Antonio Sacco, che ha dato alle luce in precedenza un altro volume, ovvero In ogni uomo un haiku (Arduino Sacco Editore, Roma, 2015) giunge ora, con questa nuova produzione, ad affrontare l’universo della poesia orientale haiku (ma non solo) da una molteplicità di punti di vista. Si tratta senz’altro di questo approccio diversificato e prospettico nei confronti del genere haiku (ma, dovremmo dire, di una sensibilità empatica ed olistica, influenzata di certo dalla filosofia orientale) uno dei punti di forza di questo libro agile e curioso, importante e pregno di nozioni.
Nella nostra contemporaneità di haijin se ne contano a decine, al punto tale che sono nati – in ritardo, certo, rispetto all’universo anglofono ma non per questo meno importanti – anche nel nostro Paese vari “contenitori”, vale a dire di situazioni dove l’haiku viene richiesto, pubblicato, diffuso e fruito. Riviste di settore, ma soprattutto blog specifici sull’argomento o con determinate rubriche che ne consentono un oggetto di trattamento e discussione privilegiata, finanche competizioni letterarie che non possono più far finta che lo haiku non rappresenti una sfaccettatura, una componente importante della poesia contemporanea di qualsivoglia letteratura europea.
Antonio Sacco fa di più: non è solo un haijin, vale a dire un produttore di haiku, ma è anche un attento studioso del genere, delle sue forme, manifestazioni, influenze e ambienti nei quali prende piede e si sviluppa. Lo ha studiato, e continua a studiarlo, di certo per approfondire meglio la sua ricerca ma anche – ed è notevole osservarlo – per renderlo maggiormente comprensibile e fruibile anche agli altri. È di appena pochi giorni fa un suo interessante articolo[1] che, con l’adozione di una logica privativa (atta a descrivere ciò che è un haiku a partire da ciò che non fa un haiku) fornisce nozioni in maniera semplice e persuasiva, alla portata di tutti, rendendo il genere haiku da “troppo lontano” e a noi estraneo, come spesso viene percepito, a qualcosa di ordinario.
Scopriamo, infatti, leggendo gli haiku che essi non contengono quasi mai rivelazioni metafisiche né si arroccano su ardimenti linguistici e formali ma che, al contrario, sono diretti alla creazione su carta di istantanee visive[2] (vere e proprie fotografie), prevalentemente di ambienti esterni (la natura è sempre privilegiata) ma non mancano neppure componimenti che, oltre al dato visuale, dimostrano essere stati costruiti sull’esperienza sensoriale dell’olfatto (molto spesso) o del tatto (raramente). Opere con le quali l’emozione – come attesta Sacco nel volume – si coniuga a una sensazione che è primaria e istantanea nell’io poetante ma che ha la forza (o per lo meno dovrebbe) di divenire universale, dunque in qualche modo “propria” anche in chi legge lo stesso haiku.

DATI MOSTRATI:

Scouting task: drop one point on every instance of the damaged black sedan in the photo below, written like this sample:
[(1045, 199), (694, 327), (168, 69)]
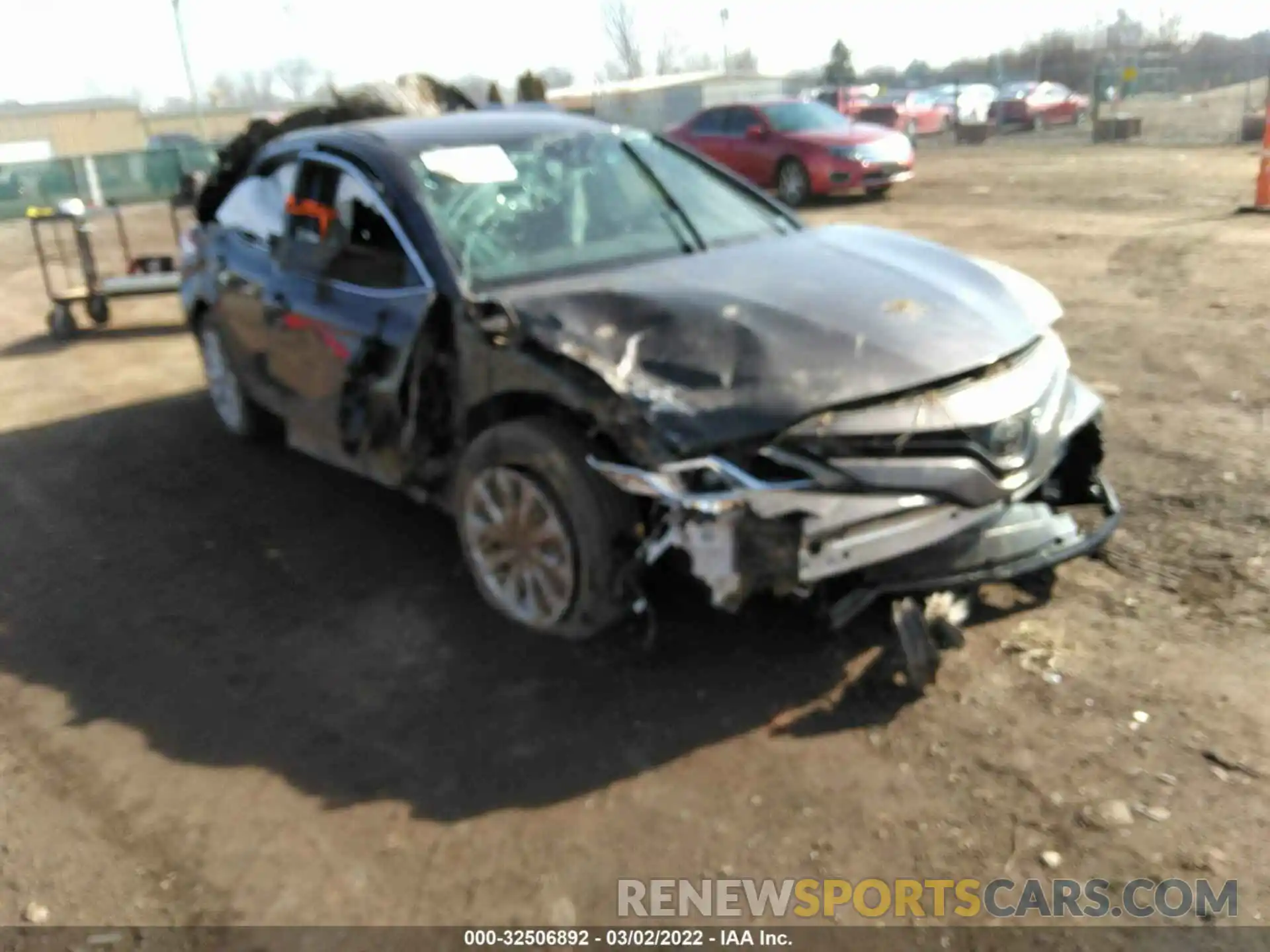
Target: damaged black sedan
[(595, 347)]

COMPITI SCRITTI:
a - Nel brano sull'haiku, riscrivi in forma più breve il paragrafo che inizia con "Antonio Sacco fa di più", mantenendone i fatti principali.
b - Secondo il brano sull'haiku, su quali esperienze sensoriali sono costruiti i componimenti? Elencale tutte.
c - Riprendi il brano sull'haiku dopo la sua ultima frase e proseguilo con un nuovo paragrafo.
Le righe sono materiale a sé, distinto dal brano.

RISULTATI:
a - Antonio Sacco non è solo un haijin, cioè un autore di haiku. È anche un attento studioso del genere, delle sue forme, manifestazioni e influenze e degli ambienti in cui si sviluppa. Lo studia per approfondire la propria ricerca e per renderlo più comprensibile e fruibile agli altri. In un suo articolo recente usa una logica privativa, che descrive l'haiku a partire da ciò che non lo rende tale. Così offre nozioni semplici e persuasive, alla portata di tutti, e fa apparire ordinario un genere spesso percepito come lontano ed estraneo.

b - Vista, olfatto, tatto.

c -
Qui si dovrebbe aprire una parentesi ampia, in merito alle forme di lettura di un haiku, alle quali l’Autore spesso rimanda nei suoi articoli contenuti nel volume che – vale la pena dirlo subito – necessitano non solo di un clima e di un contesto di calma e meditazione, di una filosofia poco pratica e utilitaristica, semmai di una commistione di visioni e un’apertura eccezionale verso il mondo ma – soprattutto – di un’empatia (che se c’è, c’è e che se non si crea non può esser forzata né cercata in maniera rocambolesca), una partecipazione attiva e collaborativa, un senso di collaborazione e creazione collettiva (un vero interscambio) tra autore dello haijin e il suo fruitore. Ogiwara Seisensui (1884-1976) sosteneva che “Ciascun haiku è come un cerchio, di cui una metà è frutto del lavoro dello haijin, chiudere il cerchio è però compito del lettore”[3].
Molte volte, come vedremo a continuazione, un haiku può avere più di una lettura e, anzi, più ne fornisce, più ampio e diversificato si mostra lo spettro delle sue possibilità, più si potrebbe avanzare che quello haiku è “forte”, “ben costruito”, “capace” di creare quella condizione di evasione e ricerca che, al contempo, il lettore sperimenta. La lettura di un haiku e l’immersione in questa filosofia alla quale lo haiku fa riferimento o s’inserisce non provvede, però, a un fenomeno di estraniazione e di annichilimento, vale a dire di allontanamento coatto o indotto dal mondo reale, di rabdomantica estasi fuori dall’immanente, ma si rinfoca proprio nella meditazione, nell’approfondimento interiore, nell’interrogazione.
Leggere uno haiku – ancor più di ciò che avviene con una poesia – è come percorrere un sentiero. Come la vita insegna i sentieri spesso prendono divaricazioni, si coniugano ad altri sentieri, prendono strade diverse, conducono a luoghi più o meno lontani, s’intersecano, combaciano, proseguono paralleli o sviano: l’interpretazione dello haiku non è mai fornito sul percorso sicuro ed univoco di una strada asfaltata che conduce verso una meta data e certa, incontrovertibile. Piuttosto è un sentiero sbrecciato, battuto fino a un certo punto, che si confonde con la campagna salvo riapparire per brevi tratti, si nasconde e continua, progredisce in maniera tortuosa, lambendo la natura e penetrando in essa. Durante il percorso tutto può accadere e le strade possono rivelarsi meno sicure di sentieri sbiaditi che, con intraprendenza e curiosità, possono far giungere a mete inattese, ben migliori di quelle fruibili generalmente da un dato di conoscenza collettiva.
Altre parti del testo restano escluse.